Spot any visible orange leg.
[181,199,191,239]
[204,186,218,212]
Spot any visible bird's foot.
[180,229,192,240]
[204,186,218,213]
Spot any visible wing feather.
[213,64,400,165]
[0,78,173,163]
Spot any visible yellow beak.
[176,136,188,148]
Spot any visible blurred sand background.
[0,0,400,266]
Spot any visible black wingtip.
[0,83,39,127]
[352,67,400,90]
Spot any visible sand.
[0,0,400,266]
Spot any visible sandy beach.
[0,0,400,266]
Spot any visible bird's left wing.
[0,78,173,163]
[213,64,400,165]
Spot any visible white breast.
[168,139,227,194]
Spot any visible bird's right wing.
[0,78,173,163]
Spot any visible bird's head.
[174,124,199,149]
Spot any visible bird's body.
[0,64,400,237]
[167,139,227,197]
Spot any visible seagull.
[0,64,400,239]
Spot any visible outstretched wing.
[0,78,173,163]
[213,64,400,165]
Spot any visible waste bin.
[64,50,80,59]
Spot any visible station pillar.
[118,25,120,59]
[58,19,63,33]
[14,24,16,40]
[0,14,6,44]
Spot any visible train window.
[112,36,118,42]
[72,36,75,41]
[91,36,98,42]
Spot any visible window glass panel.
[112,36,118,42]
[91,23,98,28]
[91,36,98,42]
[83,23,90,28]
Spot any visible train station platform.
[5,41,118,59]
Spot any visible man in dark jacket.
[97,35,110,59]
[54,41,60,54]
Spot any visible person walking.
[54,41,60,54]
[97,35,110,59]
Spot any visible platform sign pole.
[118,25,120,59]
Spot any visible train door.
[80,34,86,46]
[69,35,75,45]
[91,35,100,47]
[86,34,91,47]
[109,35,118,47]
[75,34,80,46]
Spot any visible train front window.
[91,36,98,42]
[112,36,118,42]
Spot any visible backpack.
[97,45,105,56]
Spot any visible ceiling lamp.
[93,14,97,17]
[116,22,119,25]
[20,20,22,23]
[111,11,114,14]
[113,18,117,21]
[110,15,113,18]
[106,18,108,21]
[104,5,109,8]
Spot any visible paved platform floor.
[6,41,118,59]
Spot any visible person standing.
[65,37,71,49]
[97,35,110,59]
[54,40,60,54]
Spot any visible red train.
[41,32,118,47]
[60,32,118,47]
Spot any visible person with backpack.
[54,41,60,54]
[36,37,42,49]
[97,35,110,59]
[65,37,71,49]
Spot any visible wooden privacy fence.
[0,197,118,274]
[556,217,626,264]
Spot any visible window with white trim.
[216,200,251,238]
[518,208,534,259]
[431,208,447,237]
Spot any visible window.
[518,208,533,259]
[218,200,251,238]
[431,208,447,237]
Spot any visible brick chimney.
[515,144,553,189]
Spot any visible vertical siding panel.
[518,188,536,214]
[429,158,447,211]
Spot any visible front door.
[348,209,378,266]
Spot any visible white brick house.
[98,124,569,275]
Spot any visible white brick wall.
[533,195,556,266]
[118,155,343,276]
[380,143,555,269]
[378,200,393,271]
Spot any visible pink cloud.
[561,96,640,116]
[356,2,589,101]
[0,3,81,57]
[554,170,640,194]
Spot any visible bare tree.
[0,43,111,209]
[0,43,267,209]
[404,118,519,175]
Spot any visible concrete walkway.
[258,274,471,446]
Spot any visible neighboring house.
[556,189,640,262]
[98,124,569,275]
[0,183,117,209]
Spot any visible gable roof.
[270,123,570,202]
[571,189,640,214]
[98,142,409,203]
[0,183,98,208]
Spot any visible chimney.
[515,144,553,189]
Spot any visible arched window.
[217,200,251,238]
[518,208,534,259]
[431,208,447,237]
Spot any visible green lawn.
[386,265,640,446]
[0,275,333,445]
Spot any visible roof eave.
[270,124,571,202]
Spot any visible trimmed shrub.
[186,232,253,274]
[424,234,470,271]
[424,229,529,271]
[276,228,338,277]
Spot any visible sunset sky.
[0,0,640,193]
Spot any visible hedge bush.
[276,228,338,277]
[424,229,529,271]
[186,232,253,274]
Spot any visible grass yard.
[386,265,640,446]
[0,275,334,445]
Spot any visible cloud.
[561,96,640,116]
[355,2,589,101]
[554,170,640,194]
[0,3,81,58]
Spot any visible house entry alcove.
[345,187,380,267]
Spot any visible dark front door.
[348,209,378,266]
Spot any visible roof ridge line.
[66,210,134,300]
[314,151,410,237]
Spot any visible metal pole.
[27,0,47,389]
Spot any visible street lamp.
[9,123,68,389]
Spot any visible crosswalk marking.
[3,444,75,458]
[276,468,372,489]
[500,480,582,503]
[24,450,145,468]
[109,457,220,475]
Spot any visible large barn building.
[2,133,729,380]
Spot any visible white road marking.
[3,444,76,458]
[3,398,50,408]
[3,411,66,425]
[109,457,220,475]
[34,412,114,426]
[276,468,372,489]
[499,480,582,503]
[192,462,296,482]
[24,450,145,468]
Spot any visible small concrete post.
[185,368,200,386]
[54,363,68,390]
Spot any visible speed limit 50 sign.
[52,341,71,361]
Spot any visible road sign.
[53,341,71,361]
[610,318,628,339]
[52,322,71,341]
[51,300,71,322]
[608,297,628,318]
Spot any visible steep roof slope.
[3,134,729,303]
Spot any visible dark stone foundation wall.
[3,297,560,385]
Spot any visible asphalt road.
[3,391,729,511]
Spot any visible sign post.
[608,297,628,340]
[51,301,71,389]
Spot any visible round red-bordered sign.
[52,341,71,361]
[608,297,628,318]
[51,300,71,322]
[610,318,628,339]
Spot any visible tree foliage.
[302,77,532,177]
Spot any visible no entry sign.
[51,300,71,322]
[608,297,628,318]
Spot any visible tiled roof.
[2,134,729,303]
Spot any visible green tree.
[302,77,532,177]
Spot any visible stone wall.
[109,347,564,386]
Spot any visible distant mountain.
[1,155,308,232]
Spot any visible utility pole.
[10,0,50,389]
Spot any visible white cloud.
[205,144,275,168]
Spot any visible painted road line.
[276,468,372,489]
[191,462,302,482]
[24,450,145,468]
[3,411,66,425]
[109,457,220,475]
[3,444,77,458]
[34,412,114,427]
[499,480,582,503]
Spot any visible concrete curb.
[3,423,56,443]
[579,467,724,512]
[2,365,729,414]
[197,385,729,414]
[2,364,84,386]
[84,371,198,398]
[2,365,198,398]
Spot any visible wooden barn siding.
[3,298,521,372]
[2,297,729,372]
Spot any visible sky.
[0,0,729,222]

----------------

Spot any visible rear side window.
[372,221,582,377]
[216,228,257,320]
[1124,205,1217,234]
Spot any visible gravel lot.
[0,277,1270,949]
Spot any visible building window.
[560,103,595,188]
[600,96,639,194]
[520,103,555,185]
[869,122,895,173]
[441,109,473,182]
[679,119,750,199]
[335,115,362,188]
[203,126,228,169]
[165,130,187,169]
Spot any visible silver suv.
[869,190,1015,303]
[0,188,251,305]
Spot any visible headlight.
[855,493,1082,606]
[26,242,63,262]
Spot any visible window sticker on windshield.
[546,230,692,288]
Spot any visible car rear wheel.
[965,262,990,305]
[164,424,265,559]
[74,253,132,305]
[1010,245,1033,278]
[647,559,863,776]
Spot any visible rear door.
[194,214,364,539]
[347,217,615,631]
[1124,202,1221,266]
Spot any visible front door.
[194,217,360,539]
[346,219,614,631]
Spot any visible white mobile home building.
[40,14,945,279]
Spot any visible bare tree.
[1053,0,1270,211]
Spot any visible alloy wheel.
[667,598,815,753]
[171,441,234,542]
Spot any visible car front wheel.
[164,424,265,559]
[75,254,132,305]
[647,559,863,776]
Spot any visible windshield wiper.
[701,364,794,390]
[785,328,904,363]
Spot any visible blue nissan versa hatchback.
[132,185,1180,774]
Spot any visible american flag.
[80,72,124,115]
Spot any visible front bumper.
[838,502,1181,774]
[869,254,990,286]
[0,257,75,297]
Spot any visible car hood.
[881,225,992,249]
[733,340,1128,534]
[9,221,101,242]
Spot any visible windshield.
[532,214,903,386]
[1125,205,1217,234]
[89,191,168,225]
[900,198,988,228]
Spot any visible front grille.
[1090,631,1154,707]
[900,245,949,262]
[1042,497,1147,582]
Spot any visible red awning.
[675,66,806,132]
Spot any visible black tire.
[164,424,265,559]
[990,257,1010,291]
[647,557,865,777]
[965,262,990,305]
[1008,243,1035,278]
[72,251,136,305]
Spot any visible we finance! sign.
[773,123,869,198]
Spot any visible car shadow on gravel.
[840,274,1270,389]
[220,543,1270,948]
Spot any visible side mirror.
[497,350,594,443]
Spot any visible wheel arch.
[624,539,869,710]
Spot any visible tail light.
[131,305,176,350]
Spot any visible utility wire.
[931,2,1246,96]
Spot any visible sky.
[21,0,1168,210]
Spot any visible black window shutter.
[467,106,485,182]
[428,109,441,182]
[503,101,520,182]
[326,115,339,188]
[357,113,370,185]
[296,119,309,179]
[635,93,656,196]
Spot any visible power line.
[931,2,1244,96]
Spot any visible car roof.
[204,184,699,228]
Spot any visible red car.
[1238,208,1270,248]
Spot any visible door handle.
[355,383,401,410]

----------------

Exercise details >>
Edit the material between the lines holding "Spot any visible cloud." and "[0,0,729,222]", inclusive, changing "barn" to "farm" and leaving every other part as it stands.

Result of the task >>
Spot any visible cloud.
[561,96,640,116]
[355,2,589,101]
[554,170,640,194]
[0,3,81,58]
Spot any visible house entry alcove.
[345,187,380,267]
Spot any visible dark front door.
[348,209,378,266]
Spot any visible roof ridge line.
[66,210,134,300]
[314,151,410,237]
Spot any visible metal pole.
[27,0,47,389]
Spot any visible street lamp.
[9,123,68,389]
Spot any visible crosswalk marking.
[3,444,75,458]
[276,468,372,489]
[500,480,582,503]
[24,450,145,468]
[109,457,220,475]
Spot any visible large farm building.
[2,133,729,380]
Spot any visible white road marking.
[3,444,76,458]
[3,398,50,408]
[3,411,66,425]
[109,457,220,475]
[34,412,114,426]
[276,468,372,489]
[499,480,582,503]
[192,462,296,482]
[24,450,145,468]
Spot any visible small concrete post.
[185,368,200,386]
[54,363,68,390]
Spot any visible speed limit 50 sign.
[52,341,71,361]
Spot any visible road sign.
[53,341,71,361]
[610,318,628,339]
[52,322,71,341]
[51,300,71,322]
[608,297,628,318]
Spot any visible steep roof slope.
[3,134,729,303]
Spot any visible dark stone foundation wall.
[3,297,560,385]
Spot any visible asphalt road.
[3,391,729,511]
Spot any visible sign post.
[608,297,628,340]
[51,301,71,389]
Spot any visible round red-bordered sign.
[52,341,71,361]
[608,297,628,318]
[51,300,71,322]
[610,318,628,339]
Spot any visible tree foliage.
[302,77,532,177]
Spot any visible no entry sign.
[51,300,71,322]
[608,297,628,318]
Spot any visible tiled roof.
[2,134,729,303]
Spot any visible green tree.
[302,77,532,177]
Spot any visible stone wall.
[109,347,564,386]
Spot any visible distant mountain.
[1,155,308,232]
Spot any visible utility pole.
[10,0,50,389]
Spot any visible white cloud.
[205,144,275,168]
Spot any visible painted road line.
[276,468,372,489]
[191,462,302,482]
[24,450,145,468]
[3,411,66,425]
[109,457,220,475]
[3,444,77,458]
[34,412,114,427]
[499,480,582,503]
Spot any visible concrete curb.
[3,423,56,443]
[579,467,724,512]
[2,365,729,414]
[197,385,729,414]
[2,364,84,386]
[84,371,198,398]
[2,365,198,398]
Spot any visible wooden farm siding.
[3,298,521,372]
[2,297,729,372]
Spot any visible sky.
[0,0,729,222]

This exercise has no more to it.